Una vez concluidos los xxix Juegos Olímpicos de la era moderna y al margen de medallero y resultados quizá sea el momento de analizar las claves socioculturales de los mismos. Los Juegos de Pekín han sido los más caros de la Historia. Probablemente el evento humano que haya requerido más recursos humanos y económicos. Y una vez apagados, literalmente, los fuegos artificiales de la ceremonia de clausura, las interrogantes deben apuntar a las esencias del olimpismo. ¿Hasta qué punto los Juegos actuales son olímpicos?
El barón Pierre de Coubertin, historiador y pedagogo francés, concibió los Juegos Olímpicos modernos como un encuentro planetario de deportistas unidos bajo el denominador común de la solidaridad de pueblos y culturas. Sin ánimo de lucro y bajo el lema "lo importante es participar". Con estas premisas se decide su reinstauración en 1894 durante los debates de un Congreso Internacional de Educación Física celebrado en la Sorbona de París. El 24 de marzo de 1896 el rey Jorge de Grecia, y tras dificultades de todo tipo, pronuncia por primera vez las palabras rituales: "Declaro abierto los Juegos Olímpicos de Atenas".

__Qué harás__. ¿Cómo queda el texto sobre los Juegos Olímpicos desde "Una vez concluidos" hasta "actuales son olímpicos?", ambos incluidos, si sustituyes "Pekín" por "Beijing"?

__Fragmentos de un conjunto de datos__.
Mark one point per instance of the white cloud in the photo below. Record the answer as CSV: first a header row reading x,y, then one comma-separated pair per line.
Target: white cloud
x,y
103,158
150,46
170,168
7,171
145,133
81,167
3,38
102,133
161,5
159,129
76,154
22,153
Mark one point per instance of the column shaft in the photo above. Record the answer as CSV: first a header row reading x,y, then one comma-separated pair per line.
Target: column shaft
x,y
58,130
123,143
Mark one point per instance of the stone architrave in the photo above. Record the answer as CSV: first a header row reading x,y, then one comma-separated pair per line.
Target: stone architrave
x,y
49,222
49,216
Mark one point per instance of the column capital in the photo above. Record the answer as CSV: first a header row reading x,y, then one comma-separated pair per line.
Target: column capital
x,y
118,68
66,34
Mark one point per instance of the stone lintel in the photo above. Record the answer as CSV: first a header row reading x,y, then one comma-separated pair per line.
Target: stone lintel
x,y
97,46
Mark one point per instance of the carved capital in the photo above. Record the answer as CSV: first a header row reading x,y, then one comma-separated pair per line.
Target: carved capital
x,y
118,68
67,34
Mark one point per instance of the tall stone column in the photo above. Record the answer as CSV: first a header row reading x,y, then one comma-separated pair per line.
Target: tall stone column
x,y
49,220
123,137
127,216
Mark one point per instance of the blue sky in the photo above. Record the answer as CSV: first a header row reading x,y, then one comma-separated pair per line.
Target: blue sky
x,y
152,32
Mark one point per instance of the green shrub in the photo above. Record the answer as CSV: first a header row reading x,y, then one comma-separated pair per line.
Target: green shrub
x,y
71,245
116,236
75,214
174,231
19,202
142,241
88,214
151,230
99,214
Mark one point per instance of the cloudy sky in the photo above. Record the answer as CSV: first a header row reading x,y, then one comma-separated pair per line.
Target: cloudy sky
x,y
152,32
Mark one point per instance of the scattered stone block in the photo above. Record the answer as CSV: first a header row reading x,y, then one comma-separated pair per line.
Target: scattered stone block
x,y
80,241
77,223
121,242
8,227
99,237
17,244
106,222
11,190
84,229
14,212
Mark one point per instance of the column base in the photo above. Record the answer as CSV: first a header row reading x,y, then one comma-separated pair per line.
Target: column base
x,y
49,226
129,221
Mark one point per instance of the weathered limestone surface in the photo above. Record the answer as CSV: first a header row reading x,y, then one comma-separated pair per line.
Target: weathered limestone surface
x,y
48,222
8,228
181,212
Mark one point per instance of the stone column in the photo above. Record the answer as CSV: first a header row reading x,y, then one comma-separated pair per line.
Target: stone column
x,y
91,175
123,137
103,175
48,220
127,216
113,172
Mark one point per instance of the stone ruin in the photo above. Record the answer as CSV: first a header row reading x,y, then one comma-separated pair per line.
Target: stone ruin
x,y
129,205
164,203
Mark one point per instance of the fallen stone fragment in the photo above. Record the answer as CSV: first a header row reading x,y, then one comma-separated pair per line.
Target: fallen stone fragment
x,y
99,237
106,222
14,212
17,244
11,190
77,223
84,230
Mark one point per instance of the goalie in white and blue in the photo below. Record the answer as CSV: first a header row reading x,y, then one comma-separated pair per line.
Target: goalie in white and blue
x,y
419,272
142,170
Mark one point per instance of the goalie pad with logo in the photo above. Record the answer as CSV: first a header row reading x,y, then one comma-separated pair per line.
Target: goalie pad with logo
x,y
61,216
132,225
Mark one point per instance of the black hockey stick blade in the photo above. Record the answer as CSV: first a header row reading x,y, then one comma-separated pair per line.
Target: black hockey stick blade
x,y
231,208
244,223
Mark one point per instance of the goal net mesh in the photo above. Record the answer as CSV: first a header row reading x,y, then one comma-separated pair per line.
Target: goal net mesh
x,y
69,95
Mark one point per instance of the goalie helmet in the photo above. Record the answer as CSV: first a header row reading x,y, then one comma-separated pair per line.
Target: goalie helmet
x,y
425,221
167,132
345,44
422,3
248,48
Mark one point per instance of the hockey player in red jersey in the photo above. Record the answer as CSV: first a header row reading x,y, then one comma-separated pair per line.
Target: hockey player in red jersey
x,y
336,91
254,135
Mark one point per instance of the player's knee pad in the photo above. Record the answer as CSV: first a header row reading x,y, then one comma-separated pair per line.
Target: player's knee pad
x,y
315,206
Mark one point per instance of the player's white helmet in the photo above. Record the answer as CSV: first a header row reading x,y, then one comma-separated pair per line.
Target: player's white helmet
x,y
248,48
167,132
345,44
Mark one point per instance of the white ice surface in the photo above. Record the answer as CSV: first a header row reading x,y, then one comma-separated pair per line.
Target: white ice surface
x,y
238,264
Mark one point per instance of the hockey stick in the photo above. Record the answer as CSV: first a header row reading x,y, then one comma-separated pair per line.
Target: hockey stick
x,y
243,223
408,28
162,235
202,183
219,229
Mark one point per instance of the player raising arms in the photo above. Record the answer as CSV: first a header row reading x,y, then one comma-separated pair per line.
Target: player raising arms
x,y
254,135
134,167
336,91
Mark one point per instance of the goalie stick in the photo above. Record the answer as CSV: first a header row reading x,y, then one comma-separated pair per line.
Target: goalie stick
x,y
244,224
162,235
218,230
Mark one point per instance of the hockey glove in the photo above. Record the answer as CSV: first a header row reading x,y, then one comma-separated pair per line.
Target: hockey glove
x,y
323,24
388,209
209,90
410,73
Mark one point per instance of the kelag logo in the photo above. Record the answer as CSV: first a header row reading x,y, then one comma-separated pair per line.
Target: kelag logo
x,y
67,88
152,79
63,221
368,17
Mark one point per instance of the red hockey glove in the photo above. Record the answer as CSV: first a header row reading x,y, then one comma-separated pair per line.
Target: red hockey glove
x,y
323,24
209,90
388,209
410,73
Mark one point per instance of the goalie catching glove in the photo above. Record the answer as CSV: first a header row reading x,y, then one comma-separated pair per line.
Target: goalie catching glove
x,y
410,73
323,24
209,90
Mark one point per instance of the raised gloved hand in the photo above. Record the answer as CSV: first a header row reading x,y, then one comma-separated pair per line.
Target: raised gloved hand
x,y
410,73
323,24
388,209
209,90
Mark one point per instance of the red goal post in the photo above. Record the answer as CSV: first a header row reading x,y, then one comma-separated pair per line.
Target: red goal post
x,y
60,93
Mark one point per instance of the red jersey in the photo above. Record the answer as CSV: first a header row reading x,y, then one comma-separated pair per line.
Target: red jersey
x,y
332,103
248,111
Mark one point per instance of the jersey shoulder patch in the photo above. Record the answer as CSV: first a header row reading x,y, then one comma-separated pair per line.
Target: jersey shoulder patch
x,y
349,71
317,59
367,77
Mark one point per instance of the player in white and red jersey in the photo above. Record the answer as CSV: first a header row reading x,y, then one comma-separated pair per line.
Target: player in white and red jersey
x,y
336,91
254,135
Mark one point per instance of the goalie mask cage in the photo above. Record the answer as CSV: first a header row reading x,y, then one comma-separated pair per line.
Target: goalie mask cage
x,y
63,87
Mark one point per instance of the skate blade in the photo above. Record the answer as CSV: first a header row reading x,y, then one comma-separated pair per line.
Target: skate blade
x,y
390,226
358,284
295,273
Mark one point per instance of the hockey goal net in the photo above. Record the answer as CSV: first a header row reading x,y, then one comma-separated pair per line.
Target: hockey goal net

__Resultado del ejercicio__.
Una vez concluidos los xxix Juegos Olímpicos de la era moderna y al margen de medallero y resultados quizá sea el momento de analizar las claves socioculturales de los mismos. Los Juegos de Beijing han sido los más caros de la Historia. Probablemente el evento humano que haya requerido más recursos humanos y económicos. Y una vez apagados, literalmente, los fuegos artificiales de la ceremonia de clausura, las interrogantes deben apuntar a las esencias del olimpismo. ¿Hasta qué punto los Juegos actuales son olímpicos?